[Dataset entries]
_ _ _ _ _

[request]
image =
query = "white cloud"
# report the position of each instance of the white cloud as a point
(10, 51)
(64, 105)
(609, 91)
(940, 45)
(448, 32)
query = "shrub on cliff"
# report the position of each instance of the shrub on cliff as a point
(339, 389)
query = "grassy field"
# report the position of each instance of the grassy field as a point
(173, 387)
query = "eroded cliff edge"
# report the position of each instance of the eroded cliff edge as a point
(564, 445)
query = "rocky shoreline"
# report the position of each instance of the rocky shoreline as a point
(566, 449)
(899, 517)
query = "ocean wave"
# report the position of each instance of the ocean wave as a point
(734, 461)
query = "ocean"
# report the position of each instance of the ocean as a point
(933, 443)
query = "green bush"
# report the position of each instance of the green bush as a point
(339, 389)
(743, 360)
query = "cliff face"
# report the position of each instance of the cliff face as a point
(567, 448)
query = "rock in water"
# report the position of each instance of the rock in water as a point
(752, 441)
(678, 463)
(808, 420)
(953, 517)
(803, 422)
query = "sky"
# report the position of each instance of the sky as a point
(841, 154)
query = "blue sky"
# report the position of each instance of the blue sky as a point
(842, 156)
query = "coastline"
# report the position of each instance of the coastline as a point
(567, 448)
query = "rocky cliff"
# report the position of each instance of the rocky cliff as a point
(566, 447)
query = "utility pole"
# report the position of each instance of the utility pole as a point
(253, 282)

_ _ _ _ _

## PROBLEM
Take the records above and write each one out again exactly.

## SOLUTION TO THIS EXERCISE
[request]
image =
query = "white cloud"
# report the position of each instance of the white cloud as a point
(10, 51)
(64, 105)
(609, 91)
(940, 45)
(448, 32)
query = "shrub on cliff"
# report the position of each instance of the shrub on cliff as a point
(339, 389)
query = "grassy field"
# report the position of each instance of the grassy field as a point
(173, 387)
query = "eroded cliff edge"
# report the position of each instance of the eroded cliff edge as a point
(564, 445)
query = "rocky shoreline"
# report the position of each instance of the rocky shoreline as a point
(566, 449)
(899, 517)
query = "ocean wave"
# report the position of each instance of the ocean wave as a point
(734, 461)
query = "ocean"
# report the position of each instance of the ocean as a point
(933, 443)
query = "green bush"
# report the position of each instance of the green bush as a point
(339, 389)
(743, 360)
query = "cliff face"
# report the position of each instance of the cliff face as a point
(567, 448)
query = "rock in water"
# report the position of each instance of the rock in water as a point
(752, 441)
(678, 463)
(808, 420)
(953, 517)
(803, 422)
query = "sky"
# report the position of each instance of the sky as a point
(841, 154)
query = "blue sky"
# report the position of each instance of the blue sky as a point
(842, 156)
query = "coastline"
# report the position of each instance of the coastline as a point
(567, 448)
query = "rocky cliff"
# report the position of each instance of the rocky cliff as a point
(566, 447)
query = "utility pole"
# report the position of each instance of the utility pole as a point
(253, 282)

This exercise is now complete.